*TEXT EXCERPT:*
· · · · · · ·
My husband and I have enjoyed delving into our ancestries. At one point in the past, we visited upstate New York, where we looked at gravestones, nearly erased with acid rainfall, and at documents in the historical archives in county seats and in the small museums we found along the way.
My grandfather’s ancestors who fought in the American Revolution settled on that land by Lake Ontario — land they received for their military service. In later research, I discovered that the land was available because of increasingly demanding treaties between the settlers’ government and the Native Americans who had lived on it for centuries.
My grandmother’s family was in the colonies in time for King Philip’s War, which the British colonists called the French and Indian War. As I worked my way back along that particular line, I discovered that one of my ancestors fought against the French and their Native American allies. His name shows up in the history books of the next century.
· · · · · · ·
*DATA EXTRACTS:*

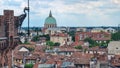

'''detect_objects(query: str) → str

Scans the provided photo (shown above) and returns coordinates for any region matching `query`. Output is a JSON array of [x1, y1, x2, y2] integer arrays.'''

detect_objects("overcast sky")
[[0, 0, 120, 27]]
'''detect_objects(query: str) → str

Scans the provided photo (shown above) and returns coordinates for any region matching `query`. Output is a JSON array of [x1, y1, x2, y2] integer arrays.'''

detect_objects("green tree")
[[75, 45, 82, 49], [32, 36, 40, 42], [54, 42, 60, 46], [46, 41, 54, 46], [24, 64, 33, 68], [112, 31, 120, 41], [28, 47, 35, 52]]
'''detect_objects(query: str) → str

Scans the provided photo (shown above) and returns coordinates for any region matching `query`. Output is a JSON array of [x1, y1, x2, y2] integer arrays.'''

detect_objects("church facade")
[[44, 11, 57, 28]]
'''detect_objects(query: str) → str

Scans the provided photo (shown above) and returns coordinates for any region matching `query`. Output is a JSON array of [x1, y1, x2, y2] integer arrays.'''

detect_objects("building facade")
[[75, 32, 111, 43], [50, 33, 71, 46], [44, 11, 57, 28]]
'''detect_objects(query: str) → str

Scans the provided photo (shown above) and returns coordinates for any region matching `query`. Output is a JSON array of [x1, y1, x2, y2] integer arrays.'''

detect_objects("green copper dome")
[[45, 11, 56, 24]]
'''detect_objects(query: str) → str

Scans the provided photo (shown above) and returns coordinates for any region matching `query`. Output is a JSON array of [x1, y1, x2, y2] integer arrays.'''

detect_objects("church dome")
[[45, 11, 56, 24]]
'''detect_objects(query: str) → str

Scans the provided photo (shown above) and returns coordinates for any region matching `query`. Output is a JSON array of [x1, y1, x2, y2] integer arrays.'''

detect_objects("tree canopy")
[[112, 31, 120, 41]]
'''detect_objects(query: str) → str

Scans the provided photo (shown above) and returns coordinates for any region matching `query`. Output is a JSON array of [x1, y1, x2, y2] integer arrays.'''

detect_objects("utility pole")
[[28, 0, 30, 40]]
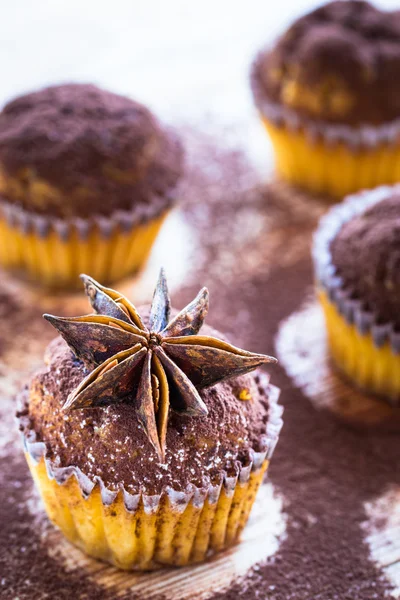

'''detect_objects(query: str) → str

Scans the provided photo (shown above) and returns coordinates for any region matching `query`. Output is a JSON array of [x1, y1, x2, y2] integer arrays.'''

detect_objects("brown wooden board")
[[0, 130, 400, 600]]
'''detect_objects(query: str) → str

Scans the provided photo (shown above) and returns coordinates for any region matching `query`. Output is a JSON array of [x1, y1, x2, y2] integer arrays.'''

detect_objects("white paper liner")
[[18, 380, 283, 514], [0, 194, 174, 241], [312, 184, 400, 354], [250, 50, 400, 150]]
· · · · · · ·
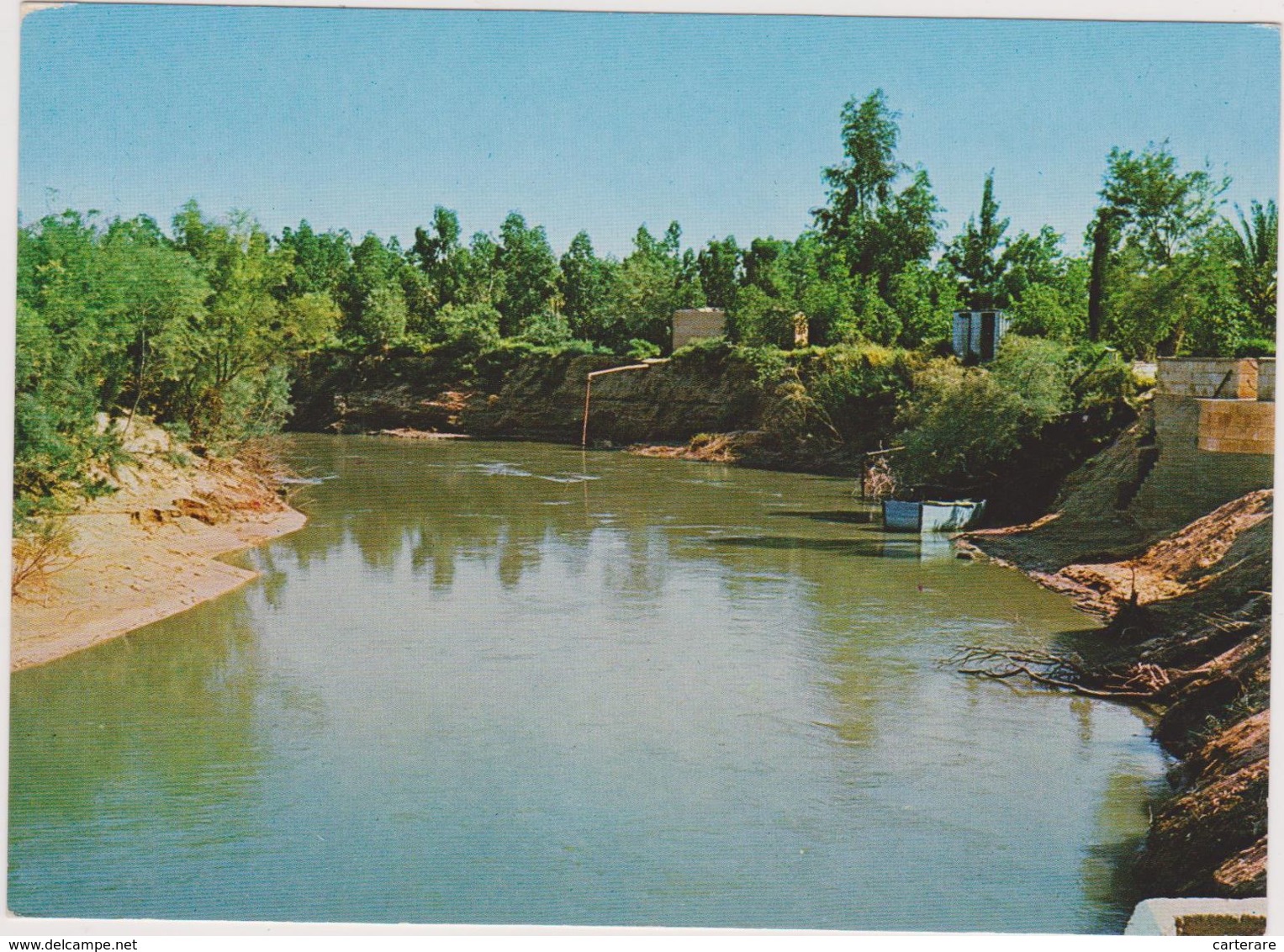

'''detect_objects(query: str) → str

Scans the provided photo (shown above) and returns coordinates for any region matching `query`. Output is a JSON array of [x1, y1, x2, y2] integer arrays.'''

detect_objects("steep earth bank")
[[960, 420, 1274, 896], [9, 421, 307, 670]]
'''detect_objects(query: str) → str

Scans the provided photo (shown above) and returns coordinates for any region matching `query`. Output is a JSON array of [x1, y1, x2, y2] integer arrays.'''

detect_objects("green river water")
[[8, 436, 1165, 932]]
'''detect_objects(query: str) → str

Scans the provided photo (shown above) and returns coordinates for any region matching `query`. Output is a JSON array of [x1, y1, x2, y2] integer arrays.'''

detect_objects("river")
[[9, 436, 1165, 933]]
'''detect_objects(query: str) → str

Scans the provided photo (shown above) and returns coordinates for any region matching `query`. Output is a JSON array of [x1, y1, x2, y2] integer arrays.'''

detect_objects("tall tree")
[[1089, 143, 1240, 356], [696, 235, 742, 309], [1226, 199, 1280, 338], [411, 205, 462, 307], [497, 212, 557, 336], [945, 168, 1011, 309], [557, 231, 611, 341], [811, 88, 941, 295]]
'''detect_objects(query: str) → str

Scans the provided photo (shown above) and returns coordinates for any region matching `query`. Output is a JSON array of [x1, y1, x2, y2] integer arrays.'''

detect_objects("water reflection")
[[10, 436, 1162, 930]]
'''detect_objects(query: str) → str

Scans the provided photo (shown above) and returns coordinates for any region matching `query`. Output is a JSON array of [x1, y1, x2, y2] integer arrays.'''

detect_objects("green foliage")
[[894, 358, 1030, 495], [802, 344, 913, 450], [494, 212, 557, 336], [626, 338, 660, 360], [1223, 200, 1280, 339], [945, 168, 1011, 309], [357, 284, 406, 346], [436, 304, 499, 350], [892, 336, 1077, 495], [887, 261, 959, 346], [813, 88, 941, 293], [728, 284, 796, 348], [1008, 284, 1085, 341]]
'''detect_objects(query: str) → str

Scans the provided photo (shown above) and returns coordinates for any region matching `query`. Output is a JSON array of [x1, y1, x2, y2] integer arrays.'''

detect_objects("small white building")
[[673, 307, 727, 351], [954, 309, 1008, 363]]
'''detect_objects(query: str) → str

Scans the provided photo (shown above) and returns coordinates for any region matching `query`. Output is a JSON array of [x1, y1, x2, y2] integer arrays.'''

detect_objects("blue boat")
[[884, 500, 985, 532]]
· · · · · · ·
*TASK STATEMENT:* Continue the personal essay on tracing family ancestry, picking up after its last sentence.

*REPLY:*
The other side of my family moved into what was at the time West Virginia after King Philip’s War had issued in a treaty ceding that land to the British. The Iroquois and other native folks had used it primarily as a hunting ground for centuries, and now it was available to white folks to settle and fence in.
The part of my family from New York moved further west with each generation until they arrived in Oregon prior to 1850. I discovered that lands in the Willamette Valley were open for settlers due to the drastic effect on Native Americans of disease brought by white people. The native population had been devastated. Additionally, a treaty with the U.S. Congress in 1855 required the few remaining to leave most of the valley and settle near Grand Ronde, leaving lands they had lived on for centuries available, from a settler’s perspective.
It is easy to see where this is going for me. I can point at every significant move to the advantage my family gained at the expense of Native Americans’ lives and livelihoods.
But I’ve saved the most horrible story for last.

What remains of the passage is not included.